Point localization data
►

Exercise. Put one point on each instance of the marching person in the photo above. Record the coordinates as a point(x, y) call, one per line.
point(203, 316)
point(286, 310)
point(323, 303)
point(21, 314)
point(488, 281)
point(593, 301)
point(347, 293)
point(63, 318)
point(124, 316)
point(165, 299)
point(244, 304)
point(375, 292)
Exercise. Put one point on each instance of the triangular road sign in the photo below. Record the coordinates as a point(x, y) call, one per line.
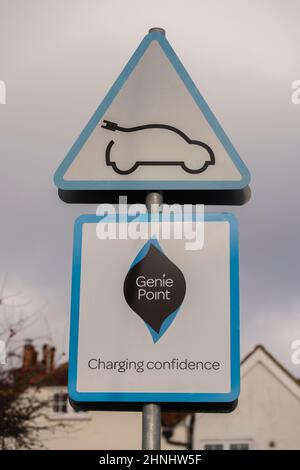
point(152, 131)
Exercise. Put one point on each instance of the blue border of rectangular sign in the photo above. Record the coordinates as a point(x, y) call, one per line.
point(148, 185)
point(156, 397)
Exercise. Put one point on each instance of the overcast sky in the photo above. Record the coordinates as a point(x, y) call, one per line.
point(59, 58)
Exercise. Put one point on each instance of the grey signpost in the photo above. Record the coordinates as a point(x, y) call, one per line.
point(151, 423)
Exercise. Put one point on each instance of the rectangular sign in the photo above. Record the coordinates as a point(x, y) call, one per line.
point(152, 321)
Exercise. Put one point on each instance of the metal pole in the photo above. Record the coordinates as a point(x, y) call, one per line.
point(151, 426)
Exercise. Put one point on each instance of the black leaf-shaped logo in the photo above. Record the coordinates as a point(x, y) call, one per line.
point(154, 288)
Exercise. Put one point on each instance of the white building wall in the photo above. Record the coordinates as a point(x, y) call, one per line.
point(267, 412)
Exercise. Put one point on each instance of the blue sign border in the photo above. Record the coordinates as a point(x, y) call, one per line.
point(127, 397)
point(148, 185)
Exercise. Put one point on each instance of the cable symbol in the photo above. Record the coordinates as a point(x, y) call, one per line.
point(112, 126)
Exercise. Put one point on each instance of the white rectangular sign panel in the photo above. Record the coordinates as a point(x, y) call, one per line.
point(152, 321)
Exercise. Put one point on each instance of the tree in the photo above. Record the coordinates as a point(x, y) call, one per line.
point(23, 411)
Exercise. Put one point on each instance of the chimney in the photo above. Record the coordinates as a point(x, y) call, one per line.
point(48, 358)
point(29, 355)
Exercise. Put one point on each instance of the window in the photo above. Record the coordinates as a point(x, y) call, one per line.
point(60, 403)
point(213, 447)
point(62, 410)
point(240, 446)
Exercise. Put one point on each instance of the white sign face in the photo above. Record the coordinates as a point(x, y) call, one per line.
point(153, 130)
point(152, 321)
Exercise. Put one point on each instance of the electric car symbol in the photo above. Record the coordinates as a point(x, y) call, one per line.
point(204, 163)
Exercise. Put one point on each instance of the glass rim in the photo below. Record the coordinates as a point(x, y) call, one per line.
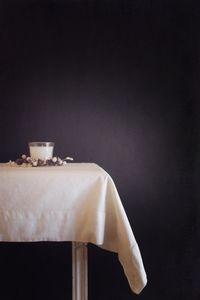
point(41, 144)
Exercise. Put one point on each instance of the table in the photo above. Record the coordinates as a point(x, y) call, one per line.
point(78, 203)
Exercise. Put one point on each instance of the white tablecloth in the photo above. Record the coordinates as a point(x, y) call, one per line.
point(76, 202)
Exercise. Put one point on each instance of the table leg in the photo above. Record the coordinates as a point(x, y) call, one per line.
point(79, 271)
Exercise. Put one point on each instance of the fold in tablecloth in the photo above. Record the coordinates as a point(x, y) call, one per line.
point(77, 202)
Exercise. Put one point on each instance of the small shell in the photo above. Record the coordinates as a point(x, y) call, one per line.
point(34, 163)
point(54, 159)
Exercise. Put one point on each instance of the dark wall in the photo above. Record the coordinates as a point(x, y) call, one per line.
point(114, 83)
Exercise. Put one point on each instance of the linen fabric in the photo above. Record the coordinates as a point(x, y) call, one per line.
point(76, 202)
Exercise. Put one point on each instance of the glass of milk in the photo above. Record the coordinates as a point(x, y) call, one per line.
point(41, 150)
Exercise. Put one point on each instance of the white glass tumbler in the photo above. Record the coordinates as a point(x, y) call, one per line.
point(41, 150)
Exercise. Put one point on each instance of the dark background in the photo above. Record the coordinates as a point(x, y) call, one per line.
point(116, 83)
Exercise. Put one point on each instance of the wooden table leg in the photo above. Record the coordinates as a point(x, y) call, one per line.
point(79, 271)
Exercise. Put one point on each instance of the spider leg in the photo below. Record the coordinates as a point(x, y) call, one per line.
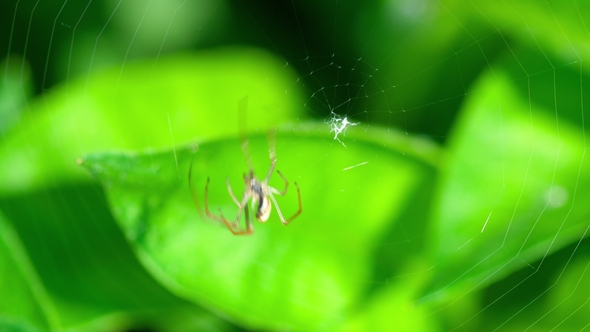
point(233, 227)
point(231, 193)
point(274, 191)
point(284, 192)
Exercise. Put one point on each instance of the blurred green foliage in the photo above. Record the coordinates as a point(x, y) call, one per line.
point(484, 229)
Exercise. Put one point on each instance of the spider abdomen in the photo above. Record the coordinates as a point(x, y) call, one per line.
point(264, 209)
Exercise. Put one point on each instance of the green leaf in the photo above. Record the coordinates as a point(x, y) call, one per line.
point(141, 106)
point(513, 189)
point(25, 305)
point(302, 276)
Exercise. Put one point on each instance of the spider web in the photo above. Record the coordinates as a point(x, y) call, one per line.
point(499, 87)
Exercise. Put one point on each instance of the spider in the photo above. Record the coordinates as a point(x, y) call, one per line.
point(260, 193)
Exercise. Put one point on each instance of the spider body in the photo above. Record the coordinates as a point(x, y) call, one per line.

◄

Requirement
Once the pictures are removed, output the entries above exactly as given.

Output below
Exercise. Put one point on each instance of the marching person in the photo above. Record the coordinates as a point(x, y) call, one per line.
point(203, 316)
point(286, 310)
point(323, 303)
point(21, 314)
point(488, 281)
point(593, 301)
point(347, 293)
point(63, 318)
point(124, 316)
point(165, 299)
point(244, 304)
point(375, 292)
Exercise. Put one point on each instance of the triangular road sign in the photo below. Record the coordinates as a point(x, y) call, one per line.
point(152, 131)
Exercise. Put one point on each instance of the blue border of rectangular sign in the photo above. Record the coordinates as a point(x, y) call, one per line.
point(148, 185)
point(156, 397)
Exercise. Put one point on each instance of the overcast sky in the photo above. Record the coordinates as a point(x, y) call, one per line.
point(59, 58)
Exercise. Put one point on each instance of the grey signpost in the photo above. Record the coordinates as a point(x, y) call, one per line.
point(151, 423)
Exercise. Put one point on each instance of the rectangular sign in the photo above. Record the coordinates as a point(x, y) call, one per line.
point(152, 321)
Exercise. Put one point on each instance of the metal pole in the photo above. Record the coordinates as a point(x, y) call, one per line.
point(151, 426)
Exercise. Put one point on each instance of the black leaf-shaped logo in the photo above. Record the coordinates as a point(x, y) call, one per line.
point(154, 288)
Exercise. Put one point on each instance of the white building wall in the photo above. Record the coordinates as a point(x, y) call, one per line.
point(267, 412)
Exercise. Put one point on each instance of the blue sign border in the photo above. Record the coordinates as a point(x, y) call, one per line.
point(127, 397)
point(148, 185)
Exercise. Put one point on each instance of the cable symbol in the photo above. Record the coordinates as a point(x, y) call, one per line.
point(112, 126)
Exercise. Put one point on each instance of the white rectangular sign panel in the photo above. Record the coordinates as a point(x, y) call, one per line.
point(152, 321)
Exercise. Put one point on each instance of the tree in the photo above. Record the coordinates as a point(x, y) call, one per line.
point(23, 411)
Exercise. Put one point on each instance of the chimney in the photo above. Record the coordinates as a point(x, y) call, one per line.
point(48, 358)
point(29, 355)
Exercise. Put one point on each instance of the window in the photo above. Record the coordinates as a point(x, y) call, one per line.
point(60, 403)
point(213, 447)
point(62, 410)
point(240, 446)
Exercise. Put one point on each instance of the white sign face in the photo above. Record the coordinates as a point(x, y) call, one per line.
point(153, 130)
point(152, 321)
Exercise. Put one point on each instance of the electric car symbol in the photo above. Record the coordinates as a point(x, y) call, one per line.
point(204, 163)
Exercise. Put one point on each instance of the glass rim in the photo below. Record the coordinates as a point(x, y) call, one per line.
point(41, 144)
Exercise. Put one point on each instance of the table in the photo above. Record the coordinates as a point(x, y) call, one per line.
point(78, 203)
Exercise. Put one point on each instance of the white tablecloth in the photo above. Record the coordinates as a point(x, y) call, one per line.
point(76, 202)
Exercise. Put one point on each instance of the table leg in the photo above. Record the coordinates as a point(x, y) call, one per line.
point(79, 271)
Exercise. Put one point on each instance of the fold in tablecloth in the photo above. Record the coordinates as a point(x, y) call, one per line.
point(77, 202)
Exercise. Put one point on each instance of the small shell in the photo above. Record the coordinates as a point(x, y) call, one per line.
point(34, 163)
point(54, 159)
Exercise. Put one point on each instance of the dark wall in the photo above. Record the coordinates as a point(x, y) call, one per line.
point(114, 83)
Exercise. Put one point on each instance of the linen fabric in the photo above. Record the coordinates as a point(x, y) call, one per line.
point(76, 202)
Exercise. Put one point on each instance of the glass of milk in the photo above. Record the coordinates as a point(x, y) call, one per line.
point(41, 150)
Exercise. Put one point on each instance of the white glass tumbler in the photo above. Record the coordinates as a point(x, y) call, one per line.
point(41, 150)
Exercise. Put one point on each instance of the dark background in the photo above. Record the coordinates as a point(x, y) call, one per line.
point(116, 83)
Exercise. Put one point on each instance of the wooden table leg in the photo above. Record the coordinates as a point(x, y) call, one per line.
point(79, 271)
Exercise. Put one point on each instance of the spider leg in the photo below. Record the coordinates as a point(x, y) call, one per line.
point(233, 227)
point(231, 193)
point(274, 191)
point(284, 192)
Exercise. Put one point on each instance of the blurred green foliage in the photo above. Record the coordinates as a point(x, y) call, one per line.
point(484, 229)
Exercise. Put one point on each instance of the spider abdomen in the photo above. Record the coordinates as a point(x, y) call, one per line.
point(264, 209)
Exercise. Put one point on each instance of the green leaf in the photo above. Record the coordinates as a point(x, y) call, one per line.
point(141, 106)
point(513, 189)
point(25, 305)
point(302, 276)
Exercise. Put one point on each instance of the spider web in the photo above. Record the coordinates as a point(x, y) call, one per line.
point(499, 87)
Exercise. Put one point on each instance of the spider in the photo above. Record the coordinates as a point(x, y) call, one per line.
point(260, 193)
Exercise. Put one point on each instance of the spider body in the photo above. Record the coordinates as a point(x, y) call, one per line.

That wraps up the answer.